Switch every "one marker per instance" in the entries to "one point per instance" and reproduce the lines with nothing else altered.

(Data listing)
- - - - - - -
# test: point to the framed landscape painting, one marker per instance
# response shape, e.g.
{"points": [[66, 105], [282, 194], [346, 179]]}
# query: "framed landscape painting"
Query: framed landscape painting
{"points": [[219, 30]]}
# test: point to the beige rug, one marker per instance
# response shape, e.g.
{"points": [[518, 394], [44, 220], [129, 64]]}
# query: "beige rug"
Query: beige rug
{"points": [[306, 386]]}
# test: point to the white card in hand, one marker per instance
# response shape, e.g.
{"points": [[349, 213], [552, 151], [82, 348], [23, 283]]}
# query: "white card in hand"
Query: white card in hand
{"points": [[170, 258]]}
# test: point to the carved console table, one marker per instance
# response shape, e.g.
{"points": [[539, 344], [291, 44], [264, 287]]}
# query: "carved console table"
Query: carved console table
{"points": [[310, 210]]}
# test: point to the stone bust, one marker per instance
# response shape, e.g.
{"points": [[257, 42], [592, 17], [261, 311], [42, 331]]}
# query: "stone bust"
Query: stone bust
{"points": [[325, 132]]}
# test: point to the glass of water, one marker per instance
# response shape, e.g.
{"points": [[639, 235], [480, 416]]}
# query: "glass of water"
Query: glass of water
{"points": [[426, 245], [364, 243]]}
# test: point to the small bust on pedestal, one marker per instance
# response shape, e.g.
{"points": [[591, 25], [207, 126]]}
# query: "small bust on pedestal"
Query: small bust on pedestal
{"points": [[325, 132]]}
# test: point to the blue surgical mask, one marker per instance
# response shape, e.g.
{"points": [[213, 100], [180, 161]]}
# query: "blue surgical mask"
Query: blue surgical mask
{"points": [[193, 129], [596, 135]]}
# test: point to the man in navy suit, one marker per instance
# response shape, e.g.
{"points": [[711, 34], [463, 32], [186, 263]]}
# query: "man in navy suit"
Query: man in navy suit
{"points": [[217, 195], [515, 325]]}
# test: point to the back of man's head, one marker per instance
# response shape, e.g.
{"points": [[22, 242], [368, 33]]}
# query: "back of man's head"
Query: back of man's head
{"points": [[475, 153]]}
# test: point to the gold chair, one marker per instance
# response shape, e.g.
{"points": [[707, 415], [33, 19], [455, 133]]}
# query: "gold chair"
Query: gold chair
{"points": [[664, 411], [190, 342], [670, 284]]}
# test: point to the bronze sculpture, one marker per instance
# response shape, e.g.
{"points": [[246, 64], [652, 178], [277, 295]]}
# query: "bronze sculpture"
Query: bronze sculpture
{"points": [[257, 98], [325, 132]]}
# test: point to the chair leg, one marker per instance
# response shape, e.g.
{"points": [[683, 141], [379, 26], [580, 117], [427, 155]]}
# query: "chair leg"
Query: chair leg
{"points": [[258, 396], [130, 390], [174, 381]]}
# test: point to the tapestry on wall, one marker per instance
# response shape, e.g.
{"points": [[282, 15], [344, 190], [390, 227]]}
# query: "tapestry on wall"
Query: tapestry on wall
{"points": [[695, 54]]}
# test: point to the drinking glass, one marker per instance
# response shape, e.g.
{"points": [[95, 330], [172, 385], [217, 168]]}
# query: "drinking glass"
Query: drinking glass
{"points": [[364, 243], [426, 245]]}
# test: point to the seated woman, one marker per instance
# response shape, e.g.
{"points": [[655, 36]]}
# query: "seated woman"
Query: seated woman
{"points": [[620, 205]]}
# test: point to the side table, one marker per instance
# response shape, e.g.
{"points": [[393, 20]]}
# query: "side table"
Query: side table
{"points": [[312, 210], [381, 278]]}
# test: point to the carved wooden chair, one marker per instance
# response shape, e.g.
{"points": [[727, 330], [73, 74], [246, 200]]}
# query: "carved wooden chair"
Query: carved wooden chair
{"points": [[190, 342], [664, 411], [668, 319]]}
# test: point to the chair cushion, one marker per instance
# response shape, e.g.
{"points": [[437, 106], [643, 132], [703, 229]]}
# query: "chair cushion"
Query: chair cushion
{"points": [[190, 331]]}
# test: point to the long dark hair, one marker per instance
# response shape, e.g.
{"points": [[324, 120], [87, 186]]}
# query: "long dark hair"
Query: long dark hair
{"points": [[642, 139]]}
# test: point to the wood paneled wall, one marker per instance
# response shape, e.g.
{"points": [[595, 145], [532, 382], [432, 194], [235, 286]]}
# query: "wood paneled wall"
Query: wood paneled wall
- - - - - - -
§ **Output for this task**:
# test: point to the framed landscape painting, one point per instance
# response shape, e.g.
{"points": [[66, 105], [282, 194], [346, 179]]}
# query: "framed landscape painting"
Query: framed landscape painting
{"points": [[219, 30]]}
# test: point to the beige rug, one point per instance
# response shape, e.g.
{"points": [[518, 394], [44, 220], [129, 64]]}
# query: "beige rug"
Query: beige rug
{"points": [[306, 386]]}
# test: point to the white card in hand, one point per instance
# response shape, e.g.
{"points": [[349, 213], [552, 151], [82, 348], [23, 283]]}
# query: "white card in hand"
Query: white card in hand
{"points": [[170, 258]]}
# test: point to the carved console table, one point per instance
# response shape, e.g.
{"points": [[539, 344], [291, 44], [264, 287]]}
# query: "carved console table"
Query: carved console table
{"points": [[310, 210]]}
# test: point to the stone bust, one point per instance
# response shape, e.g.
{"points": [[257, 42], [592, 17], [261, 311], [42, 331]]}
# query: "stone bust"
Query: stone bust
{"points": [[325, 132]]}
# test: point to the glass of water, one point per instance
# response shape, e.g.
{"points": [[639, 235], [480, 416]]}
# query: "glass of water"
Query: glass of water
{"points": [[426, 245], [364, 243]]}
# test: point to the small bust on pedestal, one point per instance
# response shape, e.g.
{"points": [[591, 25], [207, 126]]}
# query: "small bust on pedestal"
Query: small bust on pedestal
{"points": [[325, 132]]}
# test: point to the blue surgical mask, one point per instance
# response shape, e.g.
{"points": [[213, 100], [180, 161]]}
# query: "blue surgical mask"
Query: blue surgical mask
{"points": [[193, 129], [596, 135]]}
# test: point to the man in navy suit, one point per instance
# response shape, e.g.
{"points": [[711, 34], [463, 32], [186, 263]]}
# query: "man in navy suit"
Query: man in navy suit
{"points": [[217, 195], [515, 325]]}
# test: point to the back of man's head, one point per instance
# response shape, e.g.
{"points": [[22, 242], [368, 33]]}
# query: "back of man's head"
Query: back of man's head
{"points": [[475, 153]]}
# test: point to the gold chair, one point per instance
# response shape, e.g.
{"points": [[707, 415], [33, 19], [455, 133]]}
# query: "gold chair"
Query: gold chair
{"points": [[664, 411], [190, 342], [670, 284]]}
# test: point to the bronze sculpture, one point per instance
# response shape, e.g.
{"points": [[246, 64], [652, 178], [277, 295]]}
# query: "bronze sculpture"
Query: bronze sculpture
{"points": [[257, 98], [325, 132]]}
# test: point to the chair leg, one point per instance
# response shape, e.g.
{"points": [[683, 141], [379, 26], [580, 117], [427, 155]]}
# query: "chair leg"
Query: chair leg
{"points": [[258, 396], [130, 390], [174, 381]]}
# test: point to the tapestry on wall, one point per instance
# response shape, e.g.
{"points": [[282, 15], [344, 190], [390, 227]]}
# query: "tapestry on wall"
Query: tapestry on wall
{"points": [[695, 54]]}
# test: point to the drinking glass, one point per instance
# response shape, e.g.
{"points": [[95, 330], [172, 385], [217, 168]]}
# query: "drinking glass"
Query: drinking glass
{"points": [[364, 243], [426, 245]]}
# test: point to the seated woman, one point per instance
# response shape, e.g.
{"points": [[655, 36]]}
# query: "seated woman"
Query: seated woman
{"points": [[620, 205]]}
# test: point to the side table, one point per instance
# response shape, e.g.
{"points": [[393, 20]]}
# query: "side table"
Query: side table
{"points": [[312, 210], [381, 278]]}
# test: point to the carved wooden chair, one point per instance
# response shape, e.g.
{"points": [[727, 330], [73, 74], [246, 200]]}
# query: "carved wooden chair"
Query: carved wooden chair
{"points": [[190, 342], [664, 411], [668, 319]]}
# test: point to the chair cushion, one point per instance
# response shape, e.g.
{"points": [[437, 106], [643, 132], [703, 229]]}
# query: "chair cushion"
Query: chair cushion
{"points": [[190, 331]]}
# test: point to the long dark hair, one point per instance
# response shape, e.g.
{"points": [[324, 120], [87, 186]]}
# query: "long dark hair"
Query: long dark hair
{"points": [[642, 139]]}
# test: point to the wood paneled wall, one point per instance
# response shape, e.g.
{"points": [[595, 145], [532, 382], [432, 194], [235, 286]]}
# query: "wood paneled wall"
Query: wood paneled wall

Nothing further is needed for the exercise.